→ **Exercise**: Scan the entries below. Return every line that includes "tall".

Photo-based referring expression data:
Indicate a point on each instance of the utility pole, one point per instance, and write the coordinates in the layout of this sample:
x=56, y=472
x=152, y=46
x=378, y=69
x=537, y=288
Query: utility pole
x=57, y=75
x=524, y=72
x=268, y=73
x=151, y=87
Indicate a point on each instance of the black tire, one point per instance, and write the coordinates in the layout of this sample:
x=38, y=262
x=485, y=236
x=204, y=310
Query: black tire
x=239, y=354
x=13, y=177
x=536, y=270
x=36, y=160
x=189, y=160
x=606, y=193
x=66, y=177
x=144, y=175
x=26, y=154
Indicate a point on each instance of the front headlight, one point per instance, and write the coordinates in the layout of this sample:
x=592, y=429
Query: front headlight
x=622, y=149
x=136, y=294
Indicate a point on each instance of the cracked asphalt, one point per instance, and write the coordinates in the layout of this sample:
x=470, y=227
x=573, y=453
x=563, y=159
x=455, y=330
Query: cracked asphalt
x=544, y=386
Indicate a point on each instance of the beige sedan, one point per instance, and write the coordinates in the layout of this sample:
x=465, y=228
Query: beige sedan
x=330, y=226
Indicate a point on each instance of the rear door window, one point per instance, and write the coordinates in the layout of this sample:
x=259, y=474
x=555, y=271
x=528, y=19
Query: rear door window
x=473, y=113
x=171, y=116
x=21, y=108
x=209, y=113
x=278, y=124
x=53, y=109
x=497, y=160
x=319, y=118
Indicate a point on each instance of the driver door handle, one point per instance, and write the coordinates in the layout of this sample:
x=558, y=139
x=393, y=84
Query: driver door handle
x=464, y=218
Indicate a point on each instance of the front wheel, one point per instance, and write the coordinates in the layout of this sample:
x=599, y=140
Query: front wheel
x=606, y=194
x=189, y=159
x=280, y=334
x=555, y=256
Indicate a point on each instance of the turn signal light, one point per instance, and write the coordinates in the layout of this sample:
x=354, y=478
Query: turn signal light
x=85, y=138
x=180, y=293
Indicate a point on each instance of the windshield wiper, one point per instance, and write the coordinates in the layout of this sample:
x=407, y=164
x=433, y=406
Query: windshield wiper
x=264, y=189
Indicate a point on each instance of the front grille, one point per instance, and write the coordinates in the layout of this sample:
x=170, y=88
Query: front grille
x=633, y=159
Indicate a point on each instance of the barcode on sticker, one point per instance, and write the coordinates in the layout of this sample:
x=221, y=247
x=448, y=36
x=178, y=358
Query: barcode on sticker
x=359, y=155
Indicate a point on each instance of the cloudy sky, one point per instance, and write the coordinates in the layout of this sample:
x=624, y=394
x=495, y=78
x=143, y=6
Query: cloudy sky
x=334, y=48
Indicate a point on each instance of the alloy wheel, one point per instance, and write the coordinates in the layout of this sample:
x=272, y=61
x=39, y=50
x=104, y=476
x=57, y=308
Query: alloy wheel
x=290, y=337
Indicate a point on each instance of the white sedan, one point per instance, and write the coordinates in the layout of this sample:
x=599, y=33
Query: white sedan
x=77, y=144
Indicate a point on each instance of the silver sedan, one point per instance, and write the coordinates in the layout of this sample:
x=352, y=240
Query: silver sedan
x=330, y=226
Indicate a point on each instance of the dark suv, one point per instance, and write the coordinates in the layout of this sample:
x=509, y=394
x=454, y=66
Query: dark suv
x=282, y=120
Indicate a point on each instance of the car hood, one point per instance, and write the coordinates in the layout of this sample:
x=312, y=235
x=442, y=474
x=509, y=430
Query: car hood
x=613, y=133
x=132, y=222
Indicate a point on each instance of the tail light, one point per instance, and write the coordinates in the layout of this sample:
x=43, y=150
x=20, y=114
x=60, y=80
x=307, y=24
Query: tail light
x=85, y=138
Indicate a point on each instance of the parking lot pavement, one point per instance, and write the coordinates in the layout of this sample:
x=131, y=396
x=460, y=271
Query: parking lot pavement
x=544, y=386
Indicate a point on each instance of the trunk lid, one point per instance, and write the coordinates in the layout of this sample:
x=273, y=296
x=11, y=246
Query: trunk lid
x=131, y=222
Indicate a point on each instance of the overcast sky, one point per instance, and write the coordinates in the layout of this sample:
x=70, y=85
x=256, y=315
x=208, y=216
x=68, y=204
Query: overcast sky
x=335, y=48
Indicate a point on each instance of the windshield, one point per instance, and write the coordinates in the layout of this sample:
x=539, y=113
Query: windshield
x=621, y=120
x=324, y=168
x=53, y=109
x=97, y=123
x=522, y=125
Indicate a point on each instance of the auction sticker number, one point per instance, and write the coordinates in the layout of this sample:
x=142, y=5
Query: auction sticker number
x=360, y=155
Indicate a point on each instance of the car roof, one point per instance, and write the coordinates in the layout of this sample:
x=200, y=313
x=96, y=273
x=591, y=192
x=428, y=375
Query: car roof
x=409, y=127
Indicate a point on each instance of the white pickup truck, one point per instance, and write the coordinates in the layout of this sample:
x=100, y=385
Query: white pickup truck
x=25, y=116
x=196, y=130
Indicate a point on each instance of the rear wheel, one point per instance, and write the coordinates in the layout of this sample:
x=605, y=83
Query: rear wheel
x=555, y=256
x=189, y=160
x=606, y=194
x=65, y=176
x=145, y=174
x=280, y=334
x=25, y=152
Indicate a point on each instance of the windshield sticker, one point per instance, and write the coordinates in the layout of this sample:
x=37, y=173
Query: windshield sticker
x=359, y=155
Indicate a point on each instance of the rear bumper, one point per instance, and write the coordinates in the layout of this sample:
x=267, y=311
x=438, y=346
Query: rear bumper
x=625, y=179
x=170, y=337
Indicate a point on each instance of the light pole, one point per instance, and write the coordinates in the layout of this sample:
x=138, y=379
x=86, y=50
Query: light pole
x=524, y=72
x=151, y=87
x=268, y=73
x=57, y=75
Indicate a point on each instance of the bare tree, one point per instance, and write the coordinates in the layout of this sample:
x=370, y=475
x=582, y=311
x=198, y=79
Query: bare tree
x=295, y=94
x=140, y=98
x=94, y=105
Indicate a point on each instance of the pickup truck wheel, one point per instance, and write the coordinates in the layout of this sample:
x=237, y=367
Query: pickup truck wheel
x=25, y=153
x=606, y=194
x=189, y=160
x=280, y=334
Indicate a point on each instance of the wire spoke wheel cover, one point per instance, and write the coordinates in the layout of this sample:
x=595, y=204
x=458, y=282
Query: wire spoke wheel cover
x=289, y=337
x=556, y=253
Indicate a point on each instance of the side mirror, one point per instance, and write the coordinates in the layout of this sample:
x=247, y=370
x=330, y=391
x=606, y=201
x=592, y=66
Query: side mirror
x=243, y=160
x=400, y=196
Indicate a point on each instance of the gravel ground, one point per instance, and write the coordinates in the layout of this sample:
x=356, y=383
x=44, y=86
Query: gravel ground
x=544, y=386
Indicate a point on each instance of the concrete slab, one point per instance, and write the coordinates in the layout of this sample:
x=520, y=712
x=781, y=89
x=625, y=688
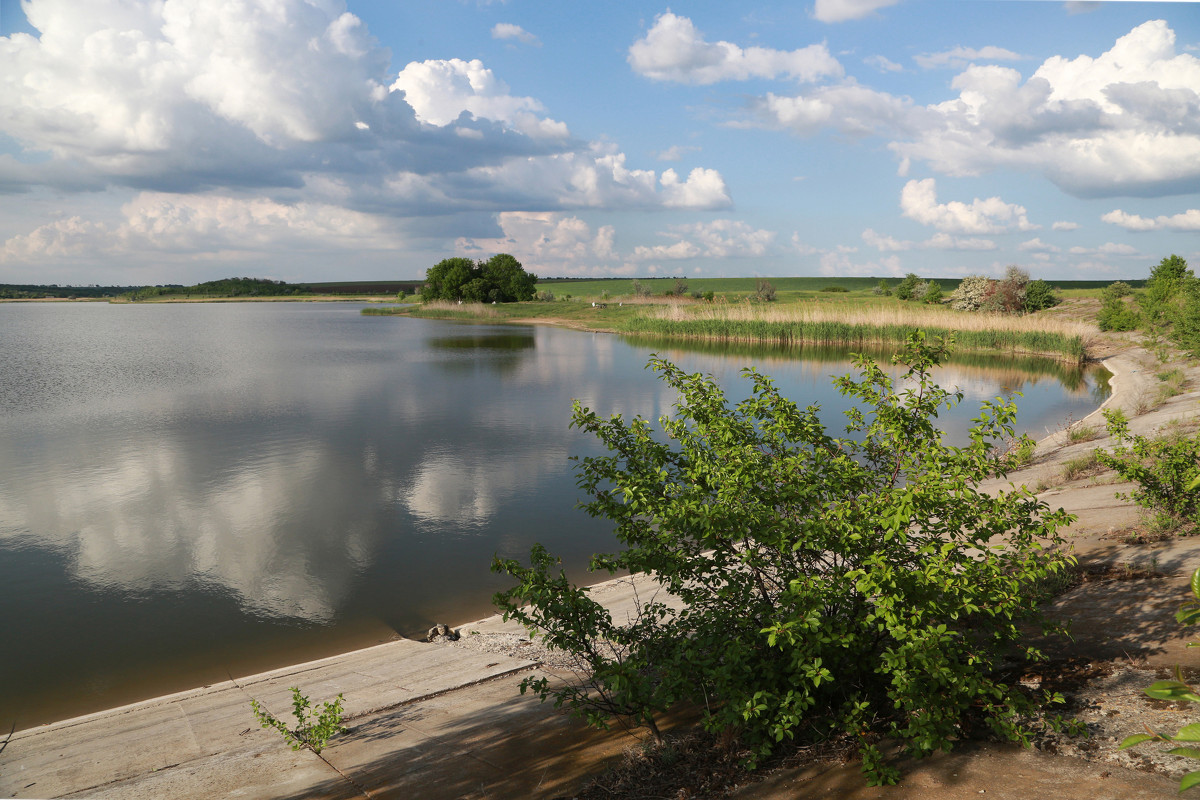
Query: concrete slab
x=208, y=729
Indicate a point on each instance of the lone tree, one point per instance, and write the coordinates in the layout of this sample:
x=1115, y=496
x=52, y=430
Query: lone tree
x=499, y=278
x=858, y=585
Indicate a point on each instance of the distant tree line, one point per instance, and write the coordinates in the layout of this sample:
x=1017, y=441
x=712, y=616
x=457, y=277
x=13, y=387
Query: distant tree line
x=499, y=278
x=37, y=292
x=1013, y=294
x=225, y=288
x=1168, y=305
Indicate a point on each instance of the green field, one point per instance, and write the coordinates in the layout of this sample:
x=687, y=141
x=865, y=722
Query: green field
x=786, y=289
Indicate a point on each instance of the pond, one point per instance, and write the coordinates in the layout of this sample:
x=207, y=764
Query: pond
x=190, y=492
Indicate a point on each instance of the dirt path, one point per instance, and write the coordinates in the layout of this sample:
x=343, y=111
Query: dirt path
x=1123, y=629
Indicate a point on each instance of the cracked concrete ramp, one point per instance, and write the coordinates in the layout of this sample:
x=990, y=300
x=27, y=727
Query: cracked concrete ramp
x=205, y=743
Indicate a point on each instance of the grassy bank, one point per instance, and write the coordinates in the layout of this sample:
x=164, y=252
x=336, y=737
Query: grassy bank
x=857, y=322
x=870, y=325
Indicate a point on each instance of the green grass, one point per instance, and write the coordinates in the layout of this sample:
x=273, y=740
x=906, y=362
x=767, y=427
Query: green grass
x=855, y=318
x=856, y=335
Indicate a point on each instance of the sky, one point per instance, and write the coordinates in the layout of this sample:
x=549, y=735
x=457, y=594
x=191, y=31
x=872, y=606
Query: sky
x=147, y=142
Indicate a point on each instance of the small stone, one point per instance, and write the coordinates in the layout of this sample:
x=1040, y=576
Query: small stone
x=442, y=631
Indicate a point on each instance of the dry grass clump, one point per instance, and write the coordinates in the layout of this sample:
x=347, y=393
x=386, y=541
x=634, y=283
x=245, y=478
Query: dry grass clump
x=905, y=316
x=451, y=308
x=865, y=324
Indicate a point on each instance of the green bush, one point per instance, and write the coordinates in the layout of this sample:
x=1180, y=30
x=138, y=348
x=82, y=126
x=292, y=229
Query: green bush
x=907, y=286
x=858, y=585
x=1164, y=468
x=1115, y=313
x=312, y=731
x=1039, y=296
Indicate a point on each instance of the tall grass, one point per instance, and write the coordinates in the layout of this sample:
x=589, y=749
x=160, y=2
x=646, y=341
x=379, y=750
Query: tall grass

→ **Written solution**:
Indicate a point on each instance of the tall grass, one point per instance, and write the coordinates in the layout of this sample:
Query: tall grass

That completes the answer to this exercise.